[Entries drawn from a collection]
= = =
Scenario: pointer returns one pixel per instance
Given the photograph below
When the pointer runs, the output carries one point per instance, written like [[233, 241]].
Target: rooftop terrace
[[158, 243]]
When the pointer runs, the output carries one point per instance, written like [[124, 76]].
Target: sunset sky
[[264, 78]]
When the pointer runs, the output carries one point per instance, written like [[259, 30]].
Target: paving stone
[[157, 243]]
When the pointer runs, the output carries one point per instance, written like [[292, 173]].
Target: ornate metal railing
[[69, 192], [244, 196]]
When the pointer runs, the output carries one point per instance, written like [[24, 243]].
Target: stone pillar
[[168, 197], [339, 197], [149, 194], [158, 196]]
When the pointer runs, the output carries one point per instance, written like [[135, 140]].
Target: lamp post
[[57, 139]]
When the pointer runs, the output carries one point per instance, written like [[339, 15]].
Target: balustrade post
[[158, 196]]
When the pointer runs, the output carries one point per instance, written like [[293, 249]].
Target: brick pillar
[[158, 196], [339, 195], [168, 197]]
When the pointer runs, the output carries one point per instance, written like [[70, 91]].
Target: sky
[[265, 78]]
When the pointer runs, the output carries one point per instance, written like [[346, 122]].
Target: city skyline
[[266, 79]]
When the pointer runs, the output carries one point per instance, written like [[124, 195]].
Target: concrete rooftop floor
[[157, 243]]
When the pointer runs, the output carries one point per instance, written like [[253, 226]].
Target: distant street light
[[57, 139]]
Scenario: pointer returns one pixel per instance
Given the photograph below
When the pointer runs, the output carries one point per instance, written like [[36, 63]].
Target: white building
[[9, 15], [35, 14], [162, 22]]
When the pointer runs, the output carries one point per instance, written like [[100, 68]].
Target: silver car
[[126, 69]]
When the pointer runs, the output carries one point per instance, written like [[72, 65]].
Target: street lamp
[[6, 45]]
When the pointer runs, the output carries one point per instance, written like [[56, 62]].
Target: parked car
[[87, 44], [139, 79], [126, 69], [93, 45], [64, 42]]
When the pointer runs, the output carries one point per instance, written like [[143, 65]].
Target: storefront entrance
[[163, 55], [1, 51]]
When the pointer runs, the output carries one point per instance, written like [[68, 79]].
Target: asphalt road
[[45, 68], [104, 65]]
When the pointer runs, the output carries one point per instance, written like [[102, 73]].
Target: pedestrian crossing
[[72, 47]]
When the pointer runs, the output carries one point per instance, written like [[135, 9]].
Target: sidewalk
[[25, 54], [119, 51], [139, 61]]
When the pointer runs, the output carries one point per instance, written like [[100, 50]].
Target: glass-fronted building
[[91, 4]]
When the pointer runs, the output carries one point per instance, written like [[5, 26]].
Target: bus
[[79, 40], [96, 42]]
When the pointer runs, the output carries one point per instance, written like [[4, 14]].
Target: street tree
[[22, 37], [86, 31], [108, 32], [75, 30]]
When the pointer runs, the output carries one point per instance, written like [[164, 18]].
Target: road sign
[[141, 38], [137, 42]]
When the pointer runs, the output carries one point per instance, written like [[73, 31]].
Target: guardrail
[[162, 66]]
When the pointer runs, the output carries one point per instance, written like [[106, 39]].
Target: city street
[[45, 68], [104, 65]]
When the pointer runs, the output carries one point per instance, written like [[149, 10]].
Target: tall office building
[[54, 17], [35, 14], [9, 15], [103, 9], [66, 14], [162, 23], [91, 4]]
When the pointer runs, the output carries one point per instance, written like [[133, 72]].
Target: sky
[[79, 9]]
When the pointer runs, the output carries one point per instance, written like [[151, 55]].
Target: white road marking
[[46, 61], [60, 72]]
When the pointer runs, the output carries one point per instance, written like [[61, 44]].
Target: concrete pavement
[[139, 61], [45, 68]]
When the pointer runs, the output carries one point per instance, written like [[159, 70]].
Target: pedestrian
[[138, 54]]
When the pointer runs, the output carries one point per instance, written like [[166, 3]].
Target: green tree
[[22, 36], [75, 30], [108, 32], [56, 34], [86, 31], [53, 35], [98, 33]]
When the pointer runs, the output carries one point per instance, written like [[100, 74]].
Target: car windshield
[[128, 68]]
= = =
** TASK DETAILS **
Write out every one of the items above line for line, without changing a single character.

** WRITTEN REPLY **
Scenario: pointer returns one pixel per instance
Given the photograph below
When the pointer runs, the output carries one point per instance, written like [[233, 241]].
Target: rooftop terrace
[[158, 243]]
When the pointer runs, the output carries one point per instance, written like [[124, 76]].
Target: sunset sky
[[264, 78]]
When the pointer runs, the output carries one point per instance, written like [[259, 30]].
Target: paving stone
[[157, 243]]
When the pointer runs, the output carries one point per instance, written like [[292, 173]].
Target: ornate metal railing
[[69, 192], [244, 196]]
When the pointer runs, the output carries one point per instance, written like [[24, 243]].
Target: stone pillar
[[168, 197], [339, 197], [149, 194], [158, 196]]
When the pointer runs, the output carries one point per instance, written like [[135, 140]].
Target: lamp post
[[57, 139]]
When the pointer runs, the output carries one point per instance, written like [[339, 15]].
Target: balustrade post
[[158, 196]]
When the pointer runs, the output carries one point per instance, written like [[293, 249]].
Target: brick pillar
[[158, 196], [339, 195], [168, 197]]
When the pointer runs, the output carries one point per instance, written like [[70, 91]].
Target: sky
[[265, 78]]
When the pointer runs, the output carries one point per instance, written like [[346, 122]].
Target: city skyline
[[266, 79]]
When the pointer runs, the output carries one point per instance, written like [[124, 195]].
Target: concrete rooftop floor
[[157, 243]]
When the pointer runs, the output carries one point per instance, written like [[253, 226]].
Target: distant street light
[[57, 139]]
Scenario: pointer returns one pixel per instance
Given the photograph below
When the pointer runs, the output carries one point per instance, written like [[36, 63]].
Target: white building
[[9, 15], [35, 14], [162, 22]]
When the pointer runs, the output carries one point per instance, written like [[100, 68]].
Target: silver car
[[126, 69]]
When the pointer runs, the output carries one point per instance, written like [[72, 65]].
Target: street lamp
[[6, 45]]
When the pointer runs, the output carries one point per instance, written like [[56, 62]].
Target: parked car
[[87, 44], [139, 79], [126, 69], [93, 45], [64, 42]]
When the pointer runs, the output carries one point per instance, written like [[143, 65]].
Target: storefront entrance
[[163, 55], [1, 51]]
When the pointer runs, the output carries one point per instance, written like [[68, 79]].
Target: asphalt road
[[45, 68], [104, 65]]
When the pointer runs, the output carries one point per instance, written like [[102, 73]].
Target: pedestrian crossing
[[72, 47]]
When the pointer runs, the output carries one point per instance, written like [[135, 9]].
Target: sidewalk
[[25, 54], [119, 51], [139, 61]]
When the pointer runs, the output carries one point per instance, written like [[100, 50]].
Target: glass-fronted building
[[91, 4]]
When the pointer runs, the output carries one point per instance, written like [[5, 26]].
Target: bus
[[79, 40], [96, 42]]
When the pointer runs, the output carries one point per instance, written like [[4, 14]].
Target: street tree
[[22, 37], [86, 31], [108, 32], [75, 30]]
When the pointer runs, the output carries one point per instance, written like [[164, 18]].
Target: road sign
[[141, 38], [137, 42]]
When the pointer runs, the output carries one point per instance, written like [[73, 31]].
Target: guardrail
[[162, 66]]
When the pointer runs, the output carries one point per instance, written like [[106, 39]].
Target: city street
[[45, 68], [104, 65]]
When the pointer runs, the output carries one point per instance, written like [[149, 10]].
Target: tall office building
[[54, 17], [35, 14], [9, 15], [103, 9], [66, 14], [162, 23], [91, 4]]
When the pointer runs, the output carries one point per instance, written like [[133, 72]].
Target: sky
[[79, 9]]
When the pointer runs, the output carries one point per instance, written like [[151, 55]].
Target: white road marking
[[46, 61], [60, 72]]
When the pointer runs, the output carries one point per instance, written like [[61, 44]].
Target: concrete pavement
[[139, 61], [45, 68]]
When the pointer runs, the output carries one point per instance, written like [[159, 70]].
Target: pedestrian
[[138, 54]]
When the pointer runs, the output carries one point per instance, written like [[166, 3]].
Target: green tree
[[22, 36], [75, 30], [108, 32], [56, 34], [86, 31], [53, 35], [98, 33]]
When the pointer runs, the output carries one point per instance, written like [[100, 74]].
Target: car windshield
[[128, 68]]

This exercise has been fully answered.